Start of Data provided

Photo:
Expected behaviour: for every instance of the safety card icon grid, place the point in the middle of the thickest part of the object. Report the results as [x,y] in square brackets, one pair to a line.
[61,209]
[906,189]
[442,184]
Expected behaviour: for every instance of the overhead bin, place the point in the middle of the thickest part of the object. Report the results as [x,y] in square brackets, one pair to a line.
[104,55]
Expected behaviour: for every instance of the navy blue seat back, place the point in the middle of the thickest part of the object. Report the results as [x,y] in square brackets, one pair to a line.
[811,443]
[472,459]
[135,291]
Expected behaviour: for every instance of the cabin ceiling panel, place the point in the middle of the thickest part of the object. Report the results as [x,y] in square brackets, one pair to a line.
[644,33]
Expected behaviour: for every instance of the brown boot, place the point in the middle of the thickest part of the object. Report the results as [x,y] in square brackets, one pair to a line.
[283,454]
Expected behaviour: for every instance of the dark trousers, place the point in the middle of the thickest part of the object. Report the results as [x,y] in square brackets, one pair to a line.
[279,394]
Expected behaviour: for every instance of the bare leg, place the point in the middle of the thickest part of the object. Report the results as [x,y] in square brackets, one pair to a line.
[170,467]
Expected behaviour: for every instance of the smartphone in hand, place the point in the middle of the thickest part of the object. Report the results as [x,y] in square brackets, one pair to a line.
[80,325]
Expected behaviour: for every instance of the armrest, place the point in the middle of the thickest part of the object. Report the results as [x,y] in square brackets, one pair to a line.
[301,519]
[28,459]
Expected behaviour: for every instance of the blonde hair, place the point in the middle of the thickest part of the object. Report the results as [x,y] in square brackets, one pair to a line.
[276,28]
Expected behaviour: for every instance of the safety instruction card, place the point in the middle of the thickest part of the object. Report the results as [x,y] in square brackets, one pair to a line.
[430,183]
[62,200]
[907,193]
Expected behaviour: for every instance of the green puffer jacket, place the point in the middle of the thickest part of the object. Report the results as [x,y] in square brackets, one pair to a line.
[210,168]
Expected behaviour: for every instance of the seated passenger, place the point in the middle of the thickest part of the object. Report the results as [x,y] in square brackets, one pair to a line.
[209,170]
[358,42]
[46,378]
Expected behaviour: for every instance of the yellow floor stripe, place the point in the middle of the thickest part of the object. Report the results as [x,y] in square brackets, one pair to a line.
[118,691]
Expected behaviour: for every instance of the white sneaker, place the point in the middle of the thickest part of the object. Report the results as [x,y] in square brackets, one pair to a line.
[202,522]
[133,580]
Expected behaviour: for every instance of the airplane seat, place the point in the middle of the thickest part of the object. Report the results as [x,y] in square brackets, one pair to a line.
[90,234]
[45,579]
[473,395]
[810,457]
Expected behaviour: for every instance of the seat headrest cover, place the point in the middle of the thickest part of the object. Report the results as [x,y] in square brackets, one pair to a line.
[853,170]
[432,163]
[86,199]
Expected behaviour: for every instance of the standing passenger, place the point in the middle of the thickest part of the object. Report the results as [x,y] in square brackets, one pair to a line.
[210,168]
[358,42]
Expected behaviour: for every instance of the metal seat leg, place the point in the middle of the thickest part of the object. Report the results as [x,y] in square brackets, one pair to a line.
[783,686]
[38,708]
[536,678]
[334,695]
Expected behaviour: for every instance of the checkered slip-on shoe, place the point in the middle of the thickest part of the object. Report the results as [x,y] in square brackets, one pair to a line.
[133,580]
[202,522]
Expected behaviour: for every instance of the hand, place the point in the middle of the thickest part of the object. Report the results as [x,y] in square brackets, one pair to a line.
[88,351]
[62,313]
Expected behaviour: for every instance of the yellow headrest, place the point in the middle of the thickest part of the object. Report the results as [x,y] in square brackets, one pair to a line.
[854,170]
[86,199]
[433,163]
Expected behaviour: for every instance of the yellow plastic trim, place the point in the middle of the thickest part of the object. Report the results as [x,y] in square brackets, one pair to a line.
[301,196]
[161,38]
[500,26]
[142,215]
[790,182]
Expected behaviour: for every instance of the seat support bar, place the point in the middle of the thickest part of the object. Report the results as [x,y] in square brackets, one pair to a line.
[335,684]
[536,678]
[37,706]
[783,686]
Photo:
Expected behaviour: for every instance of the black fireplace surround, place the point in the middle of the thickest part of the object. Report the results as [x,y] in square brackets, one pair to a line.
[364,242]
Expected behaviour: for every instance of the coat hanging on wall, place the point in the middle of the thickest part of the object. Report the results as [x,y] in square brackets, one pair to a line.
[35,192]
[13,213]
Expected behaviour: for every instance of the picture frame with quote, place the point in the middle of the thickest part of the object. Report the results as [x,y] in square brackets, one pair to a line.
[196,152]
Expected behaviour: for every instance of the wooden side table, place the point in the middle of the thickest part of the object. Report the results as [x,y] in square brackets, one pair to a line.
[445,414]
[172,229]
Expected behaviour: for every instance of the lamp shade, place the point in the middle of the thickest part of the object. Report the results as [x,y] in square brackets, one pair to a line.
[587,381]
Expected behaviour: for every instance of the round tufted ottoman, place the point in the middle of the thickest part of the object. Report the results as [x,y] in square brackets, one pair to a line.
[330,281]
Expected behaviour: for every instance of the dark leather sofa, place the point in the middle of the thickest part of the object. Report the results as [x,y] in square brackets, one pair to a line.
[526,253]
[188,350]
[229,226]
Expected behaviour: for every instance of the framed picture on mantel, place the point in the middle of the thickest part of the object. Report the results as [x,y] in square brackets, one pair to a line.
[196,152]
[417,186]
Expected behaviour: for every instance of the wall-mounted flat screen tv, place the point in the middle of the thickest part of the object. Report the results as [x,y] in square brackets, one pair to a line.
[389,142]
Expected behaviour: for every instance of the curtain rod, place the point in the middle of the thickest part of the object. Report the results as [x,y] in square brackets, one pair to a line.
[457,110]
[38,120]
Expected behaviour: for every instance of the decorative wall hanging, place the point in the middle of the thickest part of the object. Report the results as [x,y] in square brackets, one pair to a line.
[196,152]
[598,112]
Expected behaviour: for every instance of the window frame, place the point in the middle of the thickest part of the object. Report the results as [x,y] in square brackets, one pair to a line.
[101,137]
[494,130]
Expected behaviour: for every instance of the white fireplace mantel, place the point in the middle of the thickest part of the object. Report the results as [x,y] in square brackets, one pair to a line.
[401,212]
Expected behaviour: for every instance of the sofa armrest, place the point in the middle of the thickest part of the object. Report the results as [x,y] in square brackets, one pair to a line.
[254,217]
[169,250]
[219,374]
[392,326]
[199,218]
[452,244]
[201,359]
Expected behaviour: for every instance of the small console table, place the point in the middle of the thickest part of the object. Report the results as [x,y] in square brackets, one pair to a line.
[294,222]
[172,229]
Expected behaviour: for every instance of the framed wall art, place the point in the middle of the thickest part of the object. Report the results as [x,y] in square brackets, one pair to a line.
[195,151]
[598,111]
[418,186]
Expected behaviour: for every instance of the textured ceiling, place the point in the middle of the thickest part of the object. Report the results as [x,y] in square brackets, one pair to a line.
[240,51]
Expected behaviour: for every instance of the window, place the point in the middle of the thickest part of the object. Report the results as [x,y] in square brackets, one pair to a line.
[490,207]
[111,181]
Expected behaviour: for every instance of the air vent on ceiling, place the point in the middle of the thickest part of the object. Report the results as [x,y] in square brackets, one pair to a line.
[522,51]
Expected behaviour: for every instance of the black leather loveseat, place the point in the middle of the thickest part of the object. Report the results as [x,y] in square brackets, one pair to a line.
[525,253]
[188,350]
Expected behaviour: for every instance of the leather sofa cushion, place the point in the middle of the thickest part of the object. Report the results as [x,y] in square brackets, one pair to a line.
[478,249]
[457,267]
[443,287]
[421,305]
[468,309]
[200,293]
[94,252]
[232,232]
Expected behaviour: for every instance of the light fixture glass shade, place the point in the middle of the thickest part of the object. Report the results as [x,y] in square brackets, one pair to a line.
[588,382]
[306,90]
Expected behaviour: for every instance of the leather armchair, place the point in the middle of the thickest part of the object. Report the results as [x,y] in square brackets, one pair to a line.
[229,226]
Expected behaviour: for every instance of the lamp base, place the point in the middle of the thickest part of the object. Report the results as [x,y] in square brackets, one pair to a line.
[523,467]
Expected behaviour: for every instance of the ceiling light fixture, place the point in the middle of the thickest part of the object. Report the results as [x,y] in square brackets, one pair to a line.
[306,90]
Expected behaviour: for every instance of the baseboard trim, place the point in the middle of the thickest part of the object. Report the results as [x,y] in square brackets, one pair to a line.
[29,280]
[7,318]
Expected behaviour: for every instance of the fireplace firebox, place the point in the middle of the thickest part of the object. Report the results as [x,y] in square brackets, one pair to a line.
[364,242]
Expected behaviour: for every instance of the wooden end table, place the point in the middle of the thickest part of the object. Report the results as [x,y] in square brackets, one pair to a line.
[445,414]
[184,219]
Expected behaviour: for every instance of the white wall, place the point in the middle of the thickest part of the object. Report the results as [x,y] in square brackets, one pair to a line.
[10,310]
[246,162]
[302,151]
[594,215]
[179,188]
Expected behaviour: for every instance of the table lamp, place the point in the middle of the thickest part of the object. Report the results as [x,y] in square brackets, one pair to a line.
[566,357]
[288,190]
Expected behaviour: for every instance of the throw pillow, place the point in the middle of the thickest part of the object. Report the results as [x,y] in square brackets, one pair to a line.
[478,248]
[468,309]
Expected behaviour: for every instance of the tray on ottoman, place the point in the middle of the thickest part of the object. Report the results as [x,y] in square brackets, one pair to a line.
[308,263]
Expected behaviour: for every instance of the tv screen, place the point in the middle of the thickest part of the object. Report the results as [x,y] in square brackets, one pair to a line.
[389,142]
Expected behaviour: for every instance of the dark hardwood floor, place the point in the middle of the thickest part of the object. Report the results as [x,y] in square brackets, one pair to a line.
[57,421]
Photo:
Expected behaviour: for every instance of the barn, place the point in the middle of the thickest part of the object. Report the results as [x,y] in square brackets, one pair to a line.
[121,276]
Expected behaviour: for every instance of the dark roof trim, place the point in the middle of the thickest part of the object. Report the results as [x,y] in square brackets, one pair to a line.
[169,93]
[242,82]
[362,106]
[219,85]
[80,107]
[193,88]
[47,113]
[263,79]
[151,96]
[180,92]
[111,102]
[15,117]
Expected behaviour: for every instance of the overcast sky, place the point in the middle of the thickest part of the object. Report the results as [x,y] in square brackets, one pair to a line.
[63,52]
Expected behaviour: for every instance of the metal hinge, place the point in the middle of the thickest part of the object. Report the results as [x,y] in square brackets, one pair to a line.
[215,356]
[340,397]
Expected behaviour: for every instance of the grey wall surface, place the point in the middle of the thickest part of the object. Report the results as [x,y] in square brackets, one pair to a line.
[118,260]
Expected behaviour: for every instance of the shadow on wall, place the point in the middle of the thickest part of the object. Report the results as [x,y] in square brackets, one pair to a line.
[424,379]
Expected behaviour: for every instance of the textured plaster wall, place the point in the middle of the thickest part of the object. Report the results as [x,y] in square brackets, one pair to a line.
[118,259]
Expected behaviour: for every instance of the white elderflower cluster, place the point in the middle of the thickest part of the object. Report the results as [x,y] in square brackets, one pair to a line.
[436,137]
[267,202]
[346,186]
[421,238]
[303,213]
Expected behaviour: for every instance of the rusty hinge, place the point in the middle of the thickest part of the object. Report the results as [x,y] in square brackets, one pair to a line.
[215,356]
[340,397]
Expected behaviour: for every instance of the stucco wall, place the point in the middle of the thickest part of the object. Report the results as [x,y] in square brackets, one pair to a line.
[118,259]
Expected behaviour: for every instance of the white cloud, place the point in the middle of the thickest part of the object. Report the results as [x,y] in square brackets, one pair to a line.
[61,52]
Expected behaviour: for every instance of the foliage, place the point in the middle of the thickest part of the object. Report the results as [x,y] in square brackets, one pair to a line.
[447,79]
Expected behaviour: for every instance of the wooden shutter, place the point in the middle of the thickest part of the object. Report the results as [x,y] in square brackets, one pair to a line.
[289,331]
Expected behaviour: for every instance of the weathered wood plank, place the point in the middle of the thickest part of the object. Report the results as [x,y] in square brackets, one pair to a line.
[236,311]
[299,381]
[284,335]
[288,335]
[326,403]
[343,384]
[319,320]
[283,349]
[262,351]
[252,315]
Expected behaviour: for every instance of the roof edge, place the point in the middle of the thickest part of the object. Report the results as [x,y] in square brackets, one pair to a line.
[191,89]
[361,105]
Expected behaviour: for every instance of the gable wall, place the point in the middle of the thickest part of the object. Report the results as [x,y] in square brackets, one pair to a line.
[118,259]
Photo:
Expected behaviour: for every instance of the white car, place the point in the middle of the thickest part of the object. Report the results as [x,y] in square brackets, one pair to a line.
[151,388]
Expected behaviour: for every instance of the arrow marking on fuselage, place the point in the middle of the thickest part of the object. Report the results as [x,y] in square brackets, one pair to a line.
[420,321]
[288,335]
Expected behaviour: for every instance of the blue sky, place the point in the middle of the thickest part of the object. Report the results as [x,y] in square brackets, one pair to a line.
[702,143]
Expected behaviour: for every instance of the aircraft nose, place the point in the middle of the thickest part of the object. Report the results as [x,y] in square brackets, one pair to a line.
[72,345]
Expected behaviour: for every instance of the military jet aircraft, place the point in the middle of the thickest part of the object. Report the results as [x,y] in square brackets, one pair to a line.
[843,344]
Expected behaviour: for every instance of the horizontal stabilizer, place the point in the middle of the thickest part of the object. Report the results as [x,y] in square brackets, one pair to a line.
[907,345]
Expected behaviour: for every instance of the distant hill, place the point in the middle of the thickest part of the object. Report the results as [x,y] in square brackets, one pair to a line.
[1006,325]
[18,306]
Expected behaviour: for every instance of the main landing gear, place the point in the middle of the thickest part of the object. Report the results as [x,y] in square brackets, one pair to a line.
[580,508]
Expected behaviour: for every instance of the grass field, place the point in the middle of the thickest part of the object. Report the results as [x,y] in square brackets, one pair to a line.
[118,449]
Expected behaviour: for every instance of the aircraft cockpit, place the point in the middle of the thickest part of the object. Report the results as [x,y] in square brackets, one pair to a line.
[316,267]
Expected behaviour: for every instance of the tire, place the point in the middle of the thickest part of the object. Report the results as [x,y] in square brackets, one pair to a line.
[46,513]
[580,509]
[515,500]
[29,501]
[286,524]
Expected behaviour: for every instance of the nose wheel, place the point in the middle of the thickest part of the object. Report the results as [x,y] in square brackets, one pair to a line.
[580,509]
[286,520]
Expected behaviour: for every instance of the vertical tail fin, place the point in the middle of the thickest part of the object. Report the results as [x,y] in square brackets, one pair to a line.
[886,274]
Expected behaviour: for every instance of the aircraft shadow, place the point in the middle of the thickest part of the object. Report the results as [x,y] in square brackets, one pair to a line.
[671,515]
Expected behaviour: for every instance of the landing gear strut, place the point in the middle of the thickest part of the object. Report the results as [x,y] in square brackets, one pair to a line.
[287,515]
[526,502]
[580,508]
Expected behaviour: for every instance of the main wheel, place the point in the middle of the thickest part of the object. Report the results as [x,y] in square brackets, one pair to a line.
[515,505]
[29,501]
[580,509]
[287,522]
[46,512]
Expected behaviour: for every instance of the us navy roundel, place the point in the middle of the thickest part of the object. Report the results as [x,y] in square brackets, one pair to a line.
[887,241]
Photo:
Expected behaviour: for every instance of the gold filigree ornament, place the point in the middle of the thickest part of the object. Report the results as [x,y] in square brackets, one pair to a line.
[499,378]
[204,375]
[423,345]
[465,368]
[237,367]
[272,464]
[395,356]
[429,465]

End of Data provided

*Task instructions*
Copy exactly the lines above, from the one containing "aircraft cockpit, place" through the very last line.

*Finished exercise*
Expected behaviour: for every instance of the aircraft cockpit, place the point in the middle of the thickest part of the object. Report the results as [x,y] in square brackets, one pair to a line.
[316,267]
Expected behaviour: for every instance of the tire, place the point in the middle of the thickest part of the object. Report the results as [x,y] in square brackets, one pair to a line.
[46,513]
[580,509]
[515,500]
[29,501]
[286,524]
Expected behaviour: for every instance of the nose wheel, place the point in the middle of the thickest part of the object. Report the results as [x,y] in square brackets, one pair to a line.
[580,509]
[286,520]
Expected behaviour: for every instance of the vertical tail fin, place the point in the middle of the thickest part of the object. Report the results as [x,y] in square brackets, one pair to a line.
[886,274]
Expected behaviour: for every instance of the aircraft shadow, place the point in the middle of the thickest part of the object. Report the results as [x,y] in square brackets, one pair to a line.
[671,515]
Expected behaviour: for every instance of the landing gear strut, place the point in the middle of the thickest part of the object. Report the results as [x,y] in square brackets, one pair to a line.
[287,515]
[526,502]
[580,508]
Expected behaviour: for every instance of the main wheel, place the point in the middle of the thickest part of the object. Report the results as [x,y] in square brackets, one pair to a line.
[515,505]
[29,501]
[580,509]
[287,522]
[46,512]
Expected behaviour: for every instance of the us navy roundel, place the point in the middle of the thickest part of the object. Report the results as [x,y] in square brackets, one pair to a line.
[887,241]
Photo:
Expected behaviour: for every instance of the gold filigree ornament, place the point in the middle of the thickest part of the object. Report the results as [x,y] in square brackets, one pair to a line.
[499,378]
[204,375]
[423,345]
[465,368]
[237,367]
[272,464]
[395,356]
[429,465]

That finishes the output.